Arbeitsauftrag A
Bearbeite die Auflistung zwischen der Zeile mit „notation: point(325, 41).“ und der Zeile mit „point(590, 77)“, beide eingeschlossen: Gib diese Zeilen erneut aus und ersetze „costume sleeve“ durch „shirt sleeve“, ohne sonst etwas zu ändern.

Textauszug
- - -

© JUNGE FREIHEIT Verlag GmbH & Co. www.jungefreiheit.de 42/06 13. Oktober 2006

"Eine Frage der Staatsräson"
Einwanderung: Die deutschen Innenminister streiten über ein dauerhaftes Bleiberecht für abgelehnte Asylbewerber / 180.000 Betroffene
Matthias Müller

Am Montag trafen sich in München die deutschen Innenminister, um über eine mögliche Änderung des Bleiberechts für geduldete Ausländer zu beraten. Das Treffen diente der Vorbereitung auf die für den 16. November von Bundesinnenminister Wolfgang Schäuble (CDU) angesetzte Innenministerkonferenz in Nürnberg, wo endgültig entschieden werden soll, wie mit Ausländern ohne dauerhafte Aufenthaltserlaubnis künftig verfahren werden soll.

Hintergrund sind die rund 180.000 Ausländer, die derzeit in Deutschland geduldet werden, etwa 120.000 von ihnen bereits seit mehr als fünf Jahren, rund 50.000 sogar seit über elf Jahren. Unter Duldung wird dabei eine zeitweilige Aussetzung der verhängten Abschiebung verstanden, die aus verschiedenen, zumeist humanitären Gründen erfolgen kann, beispielsweise dann, wenn die Behörde von einer fortwährenden "Traumatisierung" eines ehemaligen Bürgerkriegsflüchtlings ausgeht.

Bei der Konferenz soll es daher vor allem um solche Ausländer gehen, die mit Hilfe der sogenannten Kettenduldung mittlerweile ein de-facto-Bleiberecht in Deutschland erzwingen konnten, weil von einzelnen Behörden die ursprünglich temporär gewährten Aufenthaltsgenehmigungen stets um weitere drei Bleibemonate verlängert wurden. Vorwiegend handelt es sich dabei um Kosovaren, Roma und Bosnier, aber auch um Personen aus Serbien-Montenegro, der Türkei, Afghanistan oder dem Irak. Somit teilweise um Länder, von denen seit Jahren keine Verfolgung mehr ausgeht.

Dennoch wird es bei der anberaumten Konferenz gar nicht mehr um das Ob, sondern lediglich noch um das Ausmaß der angestrengten Bleiberechtsänderung zu gehen. Emsige Befürworter einer Änderung wie beispielsweise in den Ländern Berlin und Schleswig-Holstein haben in offensichtlich vorauseilendem Gehorsam bereits im Vorfeld der Konferenz einen Abschiebestopp für abgelehnte Asylanten verhängt.

Nachhaltig treten beide Länder auch für eine Änderung des Bleiberechts ein. So erklärte der schleswig-holsteinische Innenminister Ralf Stegner (SPD), daß er sich auf der Konferenz im November für eine großzügige und humanitäre Regelung einsetzen werde.

- - -

Arbeitsauftrag B
Für welchen Tag ist laut dem Artikel über das Bleiberecht die Innenministerkonferenz in Nürnberg angesetzt?

Eingabedaten
- - -

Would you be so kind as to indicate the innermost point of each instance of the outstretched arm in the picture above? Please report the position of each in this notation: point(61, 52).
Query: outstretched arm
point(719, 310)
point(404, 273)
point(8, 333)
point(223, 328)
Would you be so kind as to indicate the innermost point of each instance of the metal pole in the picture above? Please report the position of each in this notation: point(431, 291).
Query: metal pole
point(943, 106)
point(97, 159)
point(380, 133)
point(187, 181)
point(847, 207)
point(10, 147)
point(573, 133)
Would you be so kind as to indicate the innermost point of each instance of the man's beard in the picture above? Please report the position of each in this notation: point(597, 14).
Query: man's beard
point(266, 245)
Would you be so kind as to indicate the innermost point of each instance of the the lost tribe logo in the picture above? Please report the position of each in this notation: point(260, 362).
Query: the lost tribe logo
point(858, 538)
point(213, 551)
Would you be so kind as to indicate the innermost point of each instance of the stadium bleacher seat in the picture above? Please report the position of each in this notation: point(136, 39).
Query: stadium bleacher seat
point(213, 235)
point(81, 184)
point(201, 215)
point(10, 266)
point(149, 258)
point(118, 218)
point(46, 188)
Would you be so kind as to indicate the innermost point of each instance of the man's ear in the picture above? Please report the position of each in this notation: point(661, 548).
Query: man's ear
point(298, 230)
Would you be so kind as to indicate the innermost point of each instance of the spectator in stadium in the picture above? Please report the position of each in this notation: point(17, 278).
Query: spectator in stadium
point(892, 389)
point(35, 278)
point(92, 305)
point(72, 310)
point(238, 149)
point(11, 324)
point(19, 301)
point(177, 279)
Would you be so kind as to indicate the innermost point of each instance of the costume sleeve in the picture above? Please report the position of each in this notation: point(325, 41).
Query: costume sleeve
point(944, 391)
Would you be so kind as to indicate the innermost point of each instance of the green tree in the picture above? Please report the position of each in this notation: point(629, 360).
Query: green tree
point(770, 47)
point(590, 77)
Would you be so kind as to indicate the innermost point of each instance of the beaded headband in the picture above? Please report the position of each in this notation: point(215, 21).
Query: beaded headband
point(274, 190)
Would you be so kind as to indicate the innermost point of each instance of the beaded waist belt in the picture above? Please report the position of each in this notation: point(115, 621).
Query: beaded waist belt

- - -

Lösung A
Would you be so kind as to indicate the innermost point of each instance of the shirt sleeve in the picture above? Please report the position of each in this notation: point(325, 41).
Query: shirt sleeve
point(944, 391)
Would you be so kind as to indicate the innermost point of each instance of the green tree in the picture above? Please report the position of each in this notation: point(629, 360).
Query: green tree
point(770, 47)
point(590, 77)

Lösung B
Für den 16. November.